EXTRAIT DU TEXTE:
● ● ●

Au sein du tout nouveau Centre japonais de recherches sur la vie spatiale, créé par la première femme astronaute du Japon, des scientifiques développent des technologies innovantes dans le but de réaliser l'une des plus grandes quêtes de l'humanité : faire vivre des hommes dans l'espace.

Dans les laboratoires dotés d'équipements ultra-pointus de l'Université des sciences de Tokyo, Chiaki Mukai dirige une équipe de trente chercheurs qui expérimentent des solutions nouvelles pour permettre aux Hommes de vivre dans de futures colonies sur Mars ou sur la Lune.

« C'est dans la nature humaine d'explorer. La Terre est trop petite pour nous, vous ne pensez pas ? », interroge cette énergique femme menue de 66 ans qui totalise plus de 500 heures passées dans l'espace au cours de deux missions distinctes dans les années 1990.

L'exploration de l'espace est entrée dans une nouvelle ère, selon elle, avec l'arrivée d'acteurs privés, comme la société américaine Space X fondée par Elon Musk, mais aussi avec la volonté affichée par le président américain Donald Trump d'envoyer des astronautes établir une base sur la Lune en préambule à une mission habitée vers Mars.

« C'est tout à fait réalisable d'établir une colonie sur la Lune d'ici 2030 », estime Mme Mukai, ajoutant qu'il faut faire mieux que la Station spatiale internationale, « un camping où il faut toujours tout emporter avec soi ».

Une des innovations développées par son équipe est un système unique de production de nourriture grâce à un plasma fabriqué en faisant passer un courant à haute-tension à travers une solution saline.

Il permet de réduire la formation d'algues indésirables dans l'eau utilisée pour faire pousser les cultures. Des tests réalisés en reproduisant les conditions dans l'espace ont montré que les pommes de terre poussent mieux et plus vite grâce à ce système.

● ● ●

DONNÉES FOURNIES:
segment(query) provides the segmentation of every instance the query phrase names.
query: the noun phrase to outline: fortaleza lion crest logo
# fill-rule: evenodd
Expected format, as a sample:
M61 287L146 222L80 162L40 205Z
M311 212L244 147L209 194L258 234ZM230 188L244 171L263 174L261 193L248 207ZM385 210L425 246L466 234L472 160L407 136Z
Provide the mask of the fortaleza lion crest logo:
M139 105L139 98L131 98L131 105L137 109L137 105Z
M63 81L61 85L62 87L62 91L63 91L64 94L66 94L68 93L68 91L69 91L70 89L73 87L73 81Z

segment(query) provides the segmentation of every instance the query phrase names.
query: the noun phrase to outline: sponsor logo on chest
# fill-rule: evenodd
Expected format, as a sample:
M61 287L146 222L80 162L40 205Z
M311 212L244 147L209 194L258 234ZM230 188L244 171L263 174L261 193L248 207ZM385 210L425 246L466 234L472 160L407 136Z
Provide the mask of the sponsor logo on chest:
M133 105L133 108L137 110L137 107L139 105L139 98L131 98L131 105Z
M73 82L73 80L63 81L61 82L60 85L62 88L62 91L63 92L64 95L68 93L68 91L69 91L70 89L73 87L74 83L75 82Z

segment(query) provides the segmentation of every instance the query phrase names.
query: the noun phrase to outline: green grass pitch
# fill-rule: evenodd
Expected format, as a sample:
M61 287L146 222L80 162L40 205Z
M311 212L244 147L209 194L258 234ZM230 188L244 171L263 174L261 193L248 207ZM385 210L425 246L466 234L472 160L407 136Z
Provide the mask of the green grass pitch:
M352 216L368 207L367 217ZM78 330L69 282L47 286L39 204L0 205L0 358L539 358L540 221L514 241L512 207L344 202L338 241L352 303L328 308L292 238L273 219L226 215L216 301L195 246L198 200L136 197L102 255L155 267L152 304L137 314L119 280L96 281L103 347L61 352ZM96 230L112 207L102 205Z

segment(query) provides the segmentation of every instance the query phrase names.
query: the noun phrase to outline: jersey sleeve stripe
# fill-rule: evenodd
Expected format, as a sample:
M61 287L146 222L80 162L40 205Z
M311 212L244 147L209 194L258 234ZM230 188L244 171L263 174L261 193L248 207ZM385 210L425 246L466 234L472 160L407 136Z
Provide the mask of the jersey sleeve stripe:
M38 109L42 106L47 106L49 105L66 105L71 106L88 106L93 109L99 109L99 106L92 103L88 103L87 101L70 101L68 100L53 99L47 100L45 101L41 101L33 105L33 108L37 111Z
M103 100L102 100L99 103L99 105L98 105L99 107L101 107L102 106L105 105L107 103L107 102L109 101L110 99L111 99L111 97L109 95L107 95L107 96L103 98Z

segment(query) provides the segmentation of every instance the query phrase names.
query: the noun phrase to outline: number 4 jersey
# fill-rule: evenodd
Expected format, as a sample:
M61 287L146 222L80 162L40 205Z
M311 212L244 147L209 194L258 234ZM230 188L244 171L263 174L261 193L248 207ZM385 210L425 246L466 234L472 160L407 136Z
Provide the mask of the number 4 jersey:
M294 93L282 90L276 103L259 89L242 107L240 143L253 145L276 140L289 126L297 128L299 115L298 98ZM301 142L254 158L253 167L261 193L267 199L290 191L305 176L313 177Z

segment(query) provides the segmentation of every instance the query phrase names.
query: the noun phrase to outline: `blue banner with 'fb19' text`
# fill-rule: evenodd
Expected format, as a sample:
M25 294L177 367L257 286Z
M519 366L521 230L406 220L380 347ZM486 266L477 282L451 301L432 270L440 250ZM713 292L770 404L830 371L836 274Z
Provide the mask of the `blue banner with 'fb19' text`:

● ● ●

EXERCICES PROPOSÉS:
• 1. D'après le texte sur le centre japonais de recherches sur la vie spatiale, combien de chercheurs compte l'équipe dirigée par Chiaki Mukai ?
• 2. Reproduisez fidèlement le passage du texte sur la vie spatiale qui s'ouvre sur les mots contenant « Dans les laboratoires » et se ferme sur « dans les années 1990. ».

CORRIGÉ PAR EXERCICE:
• 1. Trente chercheurs.

• 2.
Dans les laboratoires dotés d'équipements ultra-pointus de l'Université des sciences de Tokyo, Chiaki Mukai dirige une équipe de trente chercheurs qui expérimentent des solutions nouvelles pour permettre aux Hommes de vivre dans de futures colonies sur Mars ou sur la Lune.

« C'est dans la nature humaine d'explorer. La Terre est trop petite pour nous, vous ne pensez pas ? », interroge cette énergique femme menue de 66 ans qui totalise plus de 500 heures passées dans l'espace au cours de deux missions distinctes dans les années 1990.